Directive:
Reproduce the records line for line, from the very first line down to and including the line that contains "column 97, row 348". Change nothing in them.

-------- Data for this exercise

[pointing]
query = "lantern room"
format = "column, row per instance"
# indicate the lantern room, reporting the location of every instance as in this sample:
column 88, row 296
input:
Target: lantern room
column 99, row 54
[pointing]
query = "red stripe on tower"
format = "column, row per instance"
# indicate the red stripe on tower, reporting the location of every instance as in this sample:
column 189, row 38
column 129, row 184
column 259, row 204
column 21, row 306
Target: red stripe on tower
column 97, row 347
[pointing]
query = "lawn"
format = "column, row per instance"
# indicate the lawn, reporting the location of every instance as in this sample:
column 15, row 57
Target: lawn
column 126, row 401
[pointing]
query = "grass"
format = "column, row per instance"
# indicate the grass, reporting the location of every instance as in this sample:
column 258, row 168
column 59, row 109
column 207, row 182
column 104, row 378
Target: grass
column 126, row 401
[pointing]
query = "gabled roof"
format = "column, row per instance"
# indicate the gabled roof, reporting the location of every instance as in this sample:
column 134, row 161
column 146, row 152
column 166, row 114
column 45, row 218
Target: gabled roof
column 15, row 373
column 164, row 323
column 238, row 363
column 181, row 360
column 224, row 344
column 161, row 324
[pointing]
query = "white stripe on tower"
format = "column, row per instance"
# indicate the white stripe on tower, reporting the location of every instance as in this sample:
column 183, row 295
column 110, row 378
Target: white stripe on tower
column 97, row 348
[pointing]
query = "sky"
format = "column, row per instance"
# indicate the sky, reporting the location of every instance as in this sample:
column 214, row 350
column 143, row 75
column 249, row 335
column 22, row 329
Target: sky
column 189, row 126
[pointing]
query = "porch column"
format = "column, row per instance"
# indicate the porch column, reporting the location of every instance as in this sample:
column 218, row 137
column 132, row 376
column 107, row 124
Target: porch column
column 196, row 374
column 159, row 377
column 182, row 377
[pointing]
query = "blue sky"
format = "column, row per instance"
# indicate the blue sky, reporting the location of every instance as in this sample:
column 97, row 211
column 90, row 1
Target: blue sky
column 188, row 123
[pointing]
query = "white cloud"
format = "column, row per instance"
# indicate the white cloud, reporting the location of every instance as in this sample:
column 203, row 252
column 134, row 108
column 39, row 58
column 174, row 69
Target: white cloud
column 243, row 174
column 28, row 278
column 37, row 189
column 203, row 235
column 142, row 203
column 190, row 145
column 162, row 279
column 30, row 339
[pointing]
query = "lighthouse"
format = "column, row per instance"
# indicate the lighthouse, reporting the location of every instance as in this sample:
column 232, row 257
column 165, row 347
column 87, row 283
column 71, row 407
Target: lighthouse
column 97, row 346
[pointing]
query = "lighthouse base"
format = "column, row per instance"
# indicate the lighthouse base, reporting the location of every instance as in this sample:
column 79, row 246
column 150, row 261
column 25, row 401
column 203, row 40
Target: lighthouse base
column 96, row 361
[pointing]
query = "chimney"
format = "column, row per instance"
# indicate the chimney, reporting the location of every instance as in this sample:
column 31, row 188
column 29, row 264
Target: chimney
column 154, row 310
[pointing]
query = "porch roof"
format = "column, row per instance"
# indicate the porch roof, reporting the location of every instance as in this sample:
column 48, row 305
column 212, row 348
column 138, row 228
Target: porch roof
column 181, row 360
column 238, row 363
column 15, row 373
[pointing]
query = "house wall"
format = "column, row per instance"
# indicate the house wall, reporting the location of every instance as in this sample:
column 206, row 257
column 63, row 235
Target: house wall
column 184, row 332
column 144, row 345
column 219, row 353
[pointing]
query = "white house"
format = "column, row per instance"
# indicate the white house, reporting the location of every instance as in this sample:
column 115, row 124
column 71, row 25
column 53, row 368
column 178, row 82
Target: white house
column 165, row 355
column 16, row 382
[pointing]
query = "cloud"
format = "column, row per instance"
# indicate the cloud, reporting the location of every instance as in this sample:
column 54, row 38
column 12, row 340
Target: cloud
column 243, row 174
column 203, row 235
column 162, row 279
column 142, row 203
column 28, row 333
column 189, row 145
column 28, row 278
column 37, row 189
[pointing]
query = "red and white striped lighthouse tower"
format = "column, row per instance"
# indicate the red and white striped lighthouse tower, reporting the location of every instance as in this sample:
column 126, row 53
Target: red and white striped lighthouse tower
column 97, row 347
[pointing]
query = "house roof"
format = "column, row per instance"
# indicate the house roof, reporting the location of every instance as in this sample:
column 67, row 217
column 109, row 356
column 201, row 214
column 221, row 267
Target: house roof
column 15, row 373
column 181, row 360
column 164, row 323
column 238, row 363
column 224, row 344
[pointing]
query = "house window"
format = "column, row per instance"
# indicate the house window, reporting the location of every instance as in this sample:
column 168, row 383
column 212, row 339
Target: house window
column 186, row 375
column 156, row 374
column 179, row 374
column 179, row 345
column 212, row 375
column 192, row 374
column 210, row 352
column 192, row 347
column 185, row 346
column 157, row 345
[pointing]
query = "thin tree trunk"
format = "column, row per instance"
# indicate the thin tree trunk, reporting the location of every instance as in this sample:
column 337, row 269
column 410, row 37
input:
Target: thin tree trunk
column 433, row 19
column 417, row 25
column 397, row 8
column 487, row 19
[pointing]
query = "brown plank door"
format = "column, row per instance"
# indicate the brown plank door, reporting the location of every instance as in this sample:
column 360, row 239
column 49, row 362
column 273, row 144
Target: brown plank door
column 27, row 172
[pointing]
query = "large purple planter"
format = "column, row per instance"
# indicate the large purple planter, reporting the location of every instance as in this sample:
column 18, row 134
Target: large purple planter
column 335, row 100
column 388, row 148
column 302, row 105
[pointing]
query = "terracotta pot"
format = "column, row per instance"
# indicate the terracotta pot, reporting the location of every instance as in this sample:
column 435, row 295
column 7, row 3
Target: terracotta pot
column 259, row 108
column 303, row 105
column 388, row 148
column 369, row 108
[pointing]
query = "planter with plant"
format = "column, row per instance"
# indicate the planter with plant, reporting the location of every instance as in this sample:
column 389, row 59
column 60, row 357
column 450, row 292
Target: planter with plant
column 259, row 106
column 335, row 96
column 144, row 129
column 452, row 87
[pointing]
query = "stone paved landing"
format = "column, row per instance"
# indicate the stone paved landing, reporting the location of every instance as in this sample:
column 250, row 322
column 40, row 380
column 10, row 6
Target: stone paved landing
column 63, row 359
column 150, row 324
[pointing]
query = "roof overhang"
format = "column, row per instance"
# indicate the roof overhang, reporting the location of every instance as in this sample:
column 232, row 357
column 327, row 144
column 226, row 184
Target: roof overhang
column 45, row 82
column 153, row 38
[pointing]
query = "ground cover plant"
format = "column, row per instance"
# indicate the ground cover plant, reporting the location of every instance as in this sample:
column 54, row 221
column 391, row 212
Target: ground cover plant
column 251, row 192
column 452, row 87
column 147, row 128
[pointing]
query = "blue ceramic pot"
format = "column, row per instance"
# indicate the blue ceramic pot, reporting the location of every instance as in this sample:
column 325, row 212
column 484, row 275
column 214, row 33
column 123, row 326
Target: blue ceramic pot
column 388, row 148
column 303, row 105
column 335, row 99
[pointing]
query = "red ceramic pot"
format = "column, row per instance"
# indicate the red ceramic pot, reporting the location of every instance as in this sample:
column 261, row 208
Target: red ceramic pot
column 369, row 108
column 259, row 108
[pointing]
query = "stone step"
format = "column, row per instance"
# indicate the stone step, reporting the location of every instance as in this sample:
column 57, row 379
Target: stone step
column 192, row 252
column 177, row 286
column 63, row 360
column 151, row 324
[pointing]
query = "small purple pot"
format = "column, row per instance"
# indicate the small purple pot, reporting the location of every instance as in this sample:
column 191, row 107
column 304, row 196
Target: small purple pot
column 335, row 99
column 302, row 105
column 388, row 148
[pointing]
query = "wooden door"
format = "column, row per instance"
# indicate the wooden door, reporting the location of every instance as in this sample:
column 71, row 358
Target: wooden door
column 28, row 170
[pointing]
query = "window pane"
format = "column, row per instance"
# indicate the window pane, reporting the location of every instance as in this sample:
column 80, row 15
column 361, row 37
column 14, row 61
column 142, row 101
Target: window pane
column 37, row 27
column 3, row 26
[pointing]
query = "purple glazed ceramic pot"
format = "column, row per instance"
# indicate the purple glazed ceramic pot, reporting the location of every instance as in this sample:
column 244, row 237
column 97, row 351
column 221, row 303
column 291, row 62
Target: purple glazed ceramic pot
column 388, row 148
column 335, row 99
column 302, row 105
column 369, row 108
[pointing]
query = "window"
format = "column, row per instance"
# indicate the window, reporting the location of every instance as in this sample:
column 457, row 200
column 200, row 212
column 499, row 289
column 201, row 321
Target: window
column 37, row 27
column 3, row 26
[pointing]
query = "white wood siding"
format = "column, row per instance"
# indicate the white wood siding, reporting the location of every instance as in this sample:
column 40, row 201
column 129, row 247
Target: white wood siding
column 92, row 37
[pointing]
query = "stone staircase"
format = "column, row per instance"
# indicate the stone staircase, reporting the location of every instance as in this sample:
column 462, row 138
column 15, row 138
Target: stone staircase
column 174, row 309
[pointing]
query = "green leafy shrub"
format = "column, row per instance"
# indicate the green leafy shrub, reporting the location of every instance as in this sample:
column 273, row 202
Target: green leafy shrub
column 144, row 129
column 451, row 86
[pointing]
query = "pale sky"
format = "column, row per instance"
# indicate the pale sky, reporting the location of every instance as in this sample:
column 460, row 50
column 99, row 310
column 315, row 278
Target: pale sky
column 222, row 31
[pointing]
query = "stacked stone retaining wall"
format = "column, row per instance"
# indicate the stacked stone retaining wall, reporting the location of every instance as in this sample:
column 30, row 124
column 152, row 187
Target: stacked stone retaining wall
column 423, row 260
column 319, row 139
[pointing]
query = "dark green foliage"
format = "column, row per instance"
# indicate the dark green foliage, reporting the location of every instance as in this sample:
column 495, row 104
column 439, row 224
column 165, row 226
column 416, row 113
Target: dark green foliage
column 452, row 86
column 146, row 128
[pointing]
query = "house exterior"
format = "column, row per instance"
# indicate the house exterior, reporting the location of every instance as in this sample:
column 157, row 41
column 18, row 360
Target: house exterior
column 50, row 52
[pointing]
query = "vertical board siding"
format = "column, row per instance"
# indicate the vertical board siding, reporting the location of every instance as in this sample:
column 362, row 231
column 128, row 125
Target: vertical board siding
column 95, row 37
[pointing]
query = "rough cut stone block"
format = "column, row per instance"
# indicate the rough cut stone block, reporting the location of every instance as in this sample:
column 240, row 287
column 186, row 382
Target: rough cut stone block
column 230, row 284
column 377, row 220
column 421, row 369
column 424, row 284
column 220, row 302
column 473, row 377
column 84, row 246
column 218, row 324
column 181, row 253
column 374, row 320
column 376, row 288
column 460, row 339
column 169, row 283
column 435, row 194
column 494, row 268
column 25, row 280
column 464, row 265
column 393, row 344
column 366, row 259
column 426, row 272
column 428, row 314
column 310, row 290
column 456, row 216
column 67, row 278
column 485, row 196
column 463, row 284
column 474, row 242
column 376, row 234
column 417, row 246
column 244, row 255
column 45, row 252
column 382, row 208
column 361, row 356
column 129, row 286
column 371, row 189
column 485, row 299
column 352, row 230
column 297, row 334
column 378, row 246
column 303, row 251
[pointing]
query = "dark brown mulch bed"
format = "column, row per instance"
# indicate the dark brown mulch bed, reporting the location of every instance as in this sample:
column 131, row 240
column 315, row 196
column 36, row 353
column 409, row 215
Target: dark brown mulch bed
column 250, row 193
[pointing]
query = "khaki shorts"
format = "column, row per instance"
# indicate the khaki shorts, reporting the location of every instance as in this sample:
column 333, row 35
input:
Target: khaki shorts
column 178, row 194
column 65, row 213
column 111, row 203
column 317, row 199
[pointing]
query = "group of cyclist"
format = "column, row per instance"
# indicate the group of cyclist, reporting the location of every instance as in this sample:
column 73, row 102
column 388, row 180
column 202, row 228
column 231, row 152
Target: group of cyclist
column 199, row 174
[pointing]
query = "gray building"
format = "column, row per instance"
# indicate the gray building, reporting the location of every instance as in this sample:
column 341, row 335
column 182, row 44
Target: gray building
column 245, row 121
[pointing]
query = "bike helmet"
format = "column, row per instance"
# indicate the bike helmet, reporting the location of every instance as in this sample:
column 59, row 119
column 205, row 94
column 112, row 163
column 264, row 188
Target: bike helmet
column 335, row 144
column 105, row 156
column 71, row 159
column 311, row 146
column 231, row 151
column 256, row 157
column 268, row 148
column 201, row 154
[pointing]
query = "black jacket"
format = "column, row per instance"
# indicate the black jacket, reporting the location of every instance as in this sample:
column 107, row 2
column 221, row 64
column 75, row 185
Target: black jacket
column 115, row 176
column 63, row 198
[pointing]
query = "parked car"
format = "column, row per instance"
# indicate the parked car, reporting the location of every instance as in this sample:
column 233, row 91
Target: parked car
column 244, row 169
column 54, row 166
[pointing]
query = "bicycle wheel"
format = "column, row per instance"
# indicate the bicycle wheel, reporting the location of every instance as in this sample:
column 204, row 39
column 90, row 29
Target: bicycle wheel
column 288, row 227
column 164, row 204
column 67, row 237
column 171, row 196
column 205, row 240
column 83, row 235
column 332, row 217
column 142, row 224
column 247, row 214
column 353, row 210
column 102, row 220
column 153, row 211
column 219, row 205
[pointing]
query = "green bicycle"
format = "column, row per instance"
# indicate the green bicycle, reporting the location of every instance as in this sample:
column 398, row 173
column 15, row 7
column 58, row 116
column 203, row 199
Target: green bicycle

----------------

Response for this exercise:
[pointing]
query = "lantern room"
format = "column, row per instance"
# indicate the lantern room, reporting the location of every instance as in this sample:
column 88, row 296
input:
Target: lantern room
column 99, row 54
[pointing]
query = "red stripe on tower"
format = "column, row per instance"
# indicate the red stripe on tower, reporting the location of every instance as in this sample:
column 189, row 38
column 129, row 184
column 259, row 204
column 21, row 306
Target: red stripe on tower
column 97, row 347
[pointing]
query = "lawn"
format = "column, row per instance"
# indicate the lawn, reporting the location of every instance as in this sample:
column 15, row 57
Target: lawn
column 126, row 401
[pointing]
query = "grass"
format = "column, row per instance"
# indicate the grass, reporting the location of every instance as in this sample:
column 258, row 168
column 59, row 109
column 207, row 182
column 104, row 378
Target: grass
column 126, row 401
[pointing]
query = "gabled roof"
format = "column, row per instance"
# indicate the gabled roof, reporting the location of every instance as in this sample:
column 134, row 161
column 146, row 152
column 166, row 114
column 45, row 218
Target: gabled roof
column 15, row 373
column 164, row 323
column 238, row 363
column 181, row 360
column 224, row 344
column 161, row 324
[pointing]
query = "white stripe on tower"
format = "column, row per instance"
# indicate the white stripe on tower, reporting the location of every instance as in this sample:
column 183, row 295
column 110, row 378
Target: white stripe on tower
column 97, row 348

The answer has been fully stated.